Print out the records that follow, exactly and completely.

-------- Records supplied --------

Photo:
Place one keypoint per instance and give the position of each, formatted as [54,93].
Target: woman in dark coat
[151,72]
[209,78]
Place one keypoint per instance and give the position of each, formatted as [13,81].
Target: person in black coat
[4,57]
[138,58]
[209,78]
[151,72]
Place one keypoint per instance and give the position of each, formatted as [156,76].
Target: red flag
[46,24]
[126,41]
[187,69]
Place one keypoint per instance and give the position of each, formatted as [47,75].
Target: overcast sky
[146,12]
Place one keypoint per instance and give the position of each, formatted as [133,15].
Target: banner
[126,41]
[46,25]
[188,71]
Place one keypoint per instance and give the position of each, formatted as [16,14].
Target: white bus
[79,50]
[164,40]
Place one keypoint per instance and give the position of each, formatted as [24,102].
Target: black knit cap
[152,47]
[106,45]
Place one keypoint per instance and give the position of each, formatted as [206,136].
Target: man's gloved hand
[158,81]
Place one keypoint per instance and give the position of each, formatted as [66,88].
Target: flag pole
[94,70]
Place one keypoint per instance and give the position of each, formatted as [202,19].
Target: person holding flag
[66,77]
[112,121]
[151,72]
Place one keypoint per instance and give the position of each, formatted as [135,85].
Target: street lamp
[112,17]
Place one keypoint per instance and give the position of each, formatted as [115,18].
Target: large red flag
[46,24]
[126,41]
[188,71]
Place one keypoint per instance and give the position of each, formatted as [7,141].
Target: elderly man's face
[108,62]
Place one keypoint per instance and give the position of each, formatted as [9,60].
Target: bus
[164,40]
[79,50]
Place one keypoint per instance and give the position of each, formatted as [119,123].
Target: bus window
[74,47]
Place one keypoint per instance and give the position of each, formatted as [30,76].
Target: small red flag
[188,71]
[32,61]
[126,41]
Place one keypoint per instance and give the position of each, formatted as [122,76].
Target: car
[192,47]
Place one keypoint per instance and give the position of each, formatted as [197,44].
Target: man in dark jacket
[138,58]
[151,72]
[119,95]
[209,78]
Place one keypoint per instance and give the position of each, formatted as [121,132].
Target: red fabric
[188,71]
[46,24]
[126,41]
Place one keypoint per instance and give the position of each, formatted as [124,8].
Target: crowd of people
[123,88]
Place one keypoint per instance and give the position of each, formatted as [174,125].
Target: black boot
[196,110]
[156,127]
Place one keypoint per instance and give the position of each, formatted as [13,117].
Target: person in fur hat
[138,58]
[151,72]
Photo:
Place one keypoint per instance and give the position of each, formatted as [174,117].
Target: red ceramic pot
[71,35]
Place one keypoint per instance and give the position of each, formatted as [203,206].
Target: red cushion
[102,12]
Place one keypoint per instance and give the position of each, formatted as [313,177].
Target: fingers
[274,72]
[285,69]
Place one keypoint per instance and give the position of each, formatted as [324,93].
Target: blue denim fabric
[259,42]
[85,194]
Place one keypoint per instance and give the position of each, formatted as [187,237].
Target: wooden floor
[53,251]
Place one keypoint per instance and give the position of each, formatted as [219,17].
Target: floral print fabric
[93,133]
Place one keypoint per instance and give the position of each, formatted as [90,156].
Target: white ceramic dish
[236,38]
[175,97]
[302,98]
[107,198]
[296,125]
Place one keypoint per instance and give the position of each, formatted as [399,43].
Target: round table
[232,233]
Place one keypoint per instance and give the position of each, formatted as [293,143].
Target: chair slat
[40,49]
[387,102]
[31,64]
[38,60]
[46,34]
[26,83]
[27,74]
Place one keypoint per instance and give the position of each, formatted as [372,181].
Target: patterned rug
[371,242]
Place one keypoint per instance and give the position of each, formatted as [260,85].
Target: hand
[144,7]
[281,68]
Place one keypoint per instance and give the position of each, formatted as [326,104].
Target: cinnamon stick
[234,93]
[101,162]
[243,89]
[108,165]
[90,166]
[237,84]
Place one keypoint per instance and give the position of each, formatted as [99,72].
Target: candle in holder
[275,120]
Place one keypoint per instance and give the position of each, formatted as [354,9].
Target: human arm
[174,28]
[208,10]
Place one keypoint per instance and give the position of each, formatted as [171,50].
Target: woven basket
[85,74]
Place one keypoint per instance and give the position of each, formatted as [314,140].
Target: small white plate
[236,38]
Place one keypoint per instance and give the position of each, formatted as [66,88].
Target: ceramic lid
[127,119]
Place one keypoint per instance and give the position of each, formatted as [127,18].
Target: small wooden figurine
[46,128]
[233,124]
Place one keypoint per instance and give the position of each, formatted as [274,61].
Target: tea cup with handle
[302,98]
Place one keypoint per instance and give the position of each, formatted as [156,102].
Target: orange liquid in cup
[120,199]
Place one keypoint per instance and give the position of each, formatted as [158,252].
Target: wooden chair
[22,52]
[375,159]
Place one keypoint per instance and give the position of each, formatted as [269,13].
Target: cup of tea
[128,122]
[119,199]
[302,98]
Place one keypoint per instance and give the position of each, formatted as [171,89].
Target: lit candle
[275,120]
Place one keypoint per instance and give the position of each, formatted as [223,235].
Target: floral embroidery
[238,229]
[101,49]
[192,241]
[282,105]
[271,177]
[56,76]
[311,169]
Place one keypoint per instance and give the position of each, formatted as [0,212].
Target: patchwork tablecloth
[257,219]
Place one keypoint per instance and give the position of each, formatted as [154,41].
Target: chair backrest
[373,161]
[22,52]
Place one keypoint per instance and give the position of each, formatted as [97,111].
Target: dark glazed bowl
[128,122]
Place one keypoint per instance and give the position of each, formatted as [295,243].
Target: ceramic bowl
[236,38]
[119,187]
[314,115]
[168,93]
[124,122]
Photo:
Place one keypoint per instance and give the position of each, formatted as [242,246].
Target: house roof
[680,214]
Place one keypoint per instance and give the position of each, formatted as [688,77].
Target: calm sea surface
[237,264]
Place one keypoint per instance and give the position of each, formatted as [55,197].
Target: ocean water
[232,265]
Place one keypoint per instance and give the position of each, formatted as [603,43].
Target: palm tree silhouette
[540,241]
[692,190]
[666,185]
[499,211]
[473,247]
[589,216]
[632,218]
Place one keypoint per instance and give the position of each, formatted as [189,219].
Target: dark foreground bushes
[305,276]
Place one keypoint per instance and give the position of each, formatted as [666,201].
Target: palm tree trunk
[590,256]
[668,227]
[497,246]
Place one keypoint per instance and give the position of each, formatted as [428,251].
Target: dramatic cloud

--------

Response to the task -
Photo:
Place one keypoint per instance and give the position of each, formatted as [54,93].
Target: woman in dark coat
[151,72]
[209,78]
Place one keypoint per instance and give the position of each, formatted as [13,81].
Target: person in black coat
[4,57]
[138,58]
[209,78]
[151,72]
Place one keypoint per instance and give the position of each, formatted as [156,76].
Target: red flag
[46,24]
[126,41]
[187,69]
Place one keypoint per instance and give the position of each, formatted as [47,75].
Target: overcast sky
[146,12]
Place one keypoint per instance and give the position of each, formatted as [133,15].
Target: banner
[126,41]
[46,25]
[188,71]
Place one keypoint per instance and give the position of each, formatted as [16,14].
Target: white bus
[79,50]
[164,40]
Place one keypoint per instance and give the position of each, formatted as [24,102].
Target: black knit cap
[152,47]
[106,45]
Place one keypoint per instance and give the position of each, formatted as [206,136].
Target: man's gloved hand
[158,81]
Place one keypoint per instance and give the position of each, formatted as [66,88].
Target: flag pole
[94,70]
Place one keypoint per instance and give the position of each, formatted as [202,19].
Target: person holding flag
[66,77]
[112,121]
[151,72]
Place one keypoint per instance and give the position of each, formatted as [135,85].
Target: street lamp
[112,17]
Place one keypoint per instance and give the position of each, formatted as [115,18].
Target: large red flag
[46,24]
[126,41]
[188,71]
Place one keypoint per instance and give the position of each, formatted as [7,141].
Target: elderly man's face
[108,62]
Place one keypoint per instance and give the position of each, formatted as [9,60].
Target: bus
[164,40]
[79,50]
Place one keypoint per instance and give the position of each, formatted as [119,123].
Target: bus window
[74,47]
Place one keypoint per instance and give the position of each, formatted as [30,76].
Target: small red flag
[188,71]
[32,61]
[126,41]
Place one keypoint per instance and give the position of each, formatted as [122,76].
Target: car
[192,47]
Place one keypoint per instance and give the position of each, formatted as [197,44].
Target: man in dark jacket
[138,58]
[151,72]
[119,95]
[209,78]
Place one keypoint per instance and give the position of each, formatted as [121,132].
Target: red fabric
[188,71]
[46,24]
[126,41]
Place one keypoint per instance and give the position of each, formatted as [124,8].
Target: crowd of people
[123,88]
Place one keypoint per instance and give the position of each, formatted as [174,125].
Target: black boot
[196,110]
[156,127]
Place one keypoint per instance and give the position of each, formatted as [13,117].
Target: person in fur hat
[138,58]
[151,72]
Photo:
Place one keypoint per instance and give the position of each, formatted as [174,117].
Target: red ceramic pot
[71,35]
Place one keypoint per instance and give the position of each, formatted as [203,206].
Target: red cushion
[102,12]
Place one keypoint per instance and give the position of each, formatted as [313,177].
Target: fingers
[274,72]
[285,69]
Place one keypoint per instance and give the position of each, formatted as [324,93].
Target: blue denim fabric
[259,42]
[85,194]
Place one keypoint per instance and give the position of each, formatted as [187,237].
Target: wooden floor
[53,251]
Place one keypoint per instance and give the position of each, formatted as [219,17].
Target: floral print fabric
[93,133]
Place one keypoint per instance and give the position of each, formatted as [90,156].
Target: white ceramic dish
[236,38]
[175,97]
[302,98]
[107,198]
[296,125]
Place one keypoint per instance and give the position of each, formatted as [399,43].
Target: round table
[232,233]
Place one keypoint per instance and give the position of each, formatted as [293,143].
Target: chair slat
[40,49]
[387,102]
[31,64]
[38,60]
[46,34]
[26,83]
[27,74]
Place one keypoint per instance and give the position of each, formatted as [372,181].
Target: patterned rug
[371,242]
Place one keypoint per instance and give the position of each, formatted as [260,85].
Target: hand
[144,7]
[281,68]
Place one keypoint per instance and give the position of each, formatted as [326,104].
Target: cinnamon stick
[234,93]
[101,162]
[243,89]
[108,165]
[90,166]
[237,84]
Place one keypoint per instance and give the position of each, formatted as [99,72].
Target: candle in holder
[275,120]
Place one keypoint per instance and give the position of each, formatted as [354,9].
Target: human arm
[174,28]
[208,10]
Place one keypoint per instance and give the position of each, formatted as [171,50].
Target: woven basket
[85,74]
Place one keypoint per instance and give the position of each, formatted as [314,140].
Target: small white plate
[236,38]
Place one keypoint per instance and give the position of each, formatted as [66,88].
Target: ceramic lid
[127,119]
Place one keypoint per instance and give the position of each, formatted as [127,18].
Target: small wooden figurine
[46,128]
[233,124]
Place one keypoint per instance and give the position of each, formatted as [274,61].
Target: tea cup with handle
[302,98]
Place one keypoint per instance and give the position of each, formatted as [156,102].
Target: orange liquid in cup
[120,199]
Place one keypoint per instance and give the position of each, formatted as [158,252].
Target: wooden chair
[22,52]
[375,159]
Place one keypoint per instance and give the position of each, formatted as [269,13].
Target: cup of tea
[128,122]
[119,199]
[302,98]
Place one keypoint per instance and give the position of each, formatted as [171,89].
Target: lit candle
[275,120]
Place one keypoint per instance and give the position of each, formatted as [223,235].
Target: floral embroidery
[238,229]
[101,49]
[192,241]
[282,105]
[271,177]
[56,76]
[311,169]
Place one keypoint per instance and give the position of each, formatted as [0,212].
Target: patchwork tablecloth
[257,219]
Place one keypoint per instance and give the position of each, formatted as [154,41].
Target: chair backrest
[373,161]
[22,52]
Place one keypoint per instance and give the position of each, formatted as [97,111].
Target: dark glazed bowl
[128,122]
Place one keypoint per instance and give the position of each, formatted as [295,243].
Target: ceramic bowl
[236,38]
[119,187]
[314,115]
[168,93]
[124,122]
Photo:
Place one keypoint per instance and give the position of each, formatted as [242,246].
Target: house roof
[680,214]
Place one keypoint per instance and give the position of each, formatted as [688,77].
Target: calm sea surface
[237,264]
Place one keypoint per instance and give the position of each, formatted as [55,197].
Target: ocean water
[232,265]
Place one keypoint per instance and give the position of each, formatted as [603,43].
Target: palm tree silhouette
[540,241]
[692,190]
[666,185]
[499,211]
[473,247]
[589,216]
[632,218]
Place one keypoint per instance and give the position of each, formatted as [189,219].
Target: dark foreground bushes
[305,276]
Place one keypoint per instance and give the position of each, formatted as [666,201].
Target: palm tree trunk
[590,256]
[668,227]
[497,246]
Place one keypoint per instance and give the position of each, formatted as [428,251].
Target: dramatic cloud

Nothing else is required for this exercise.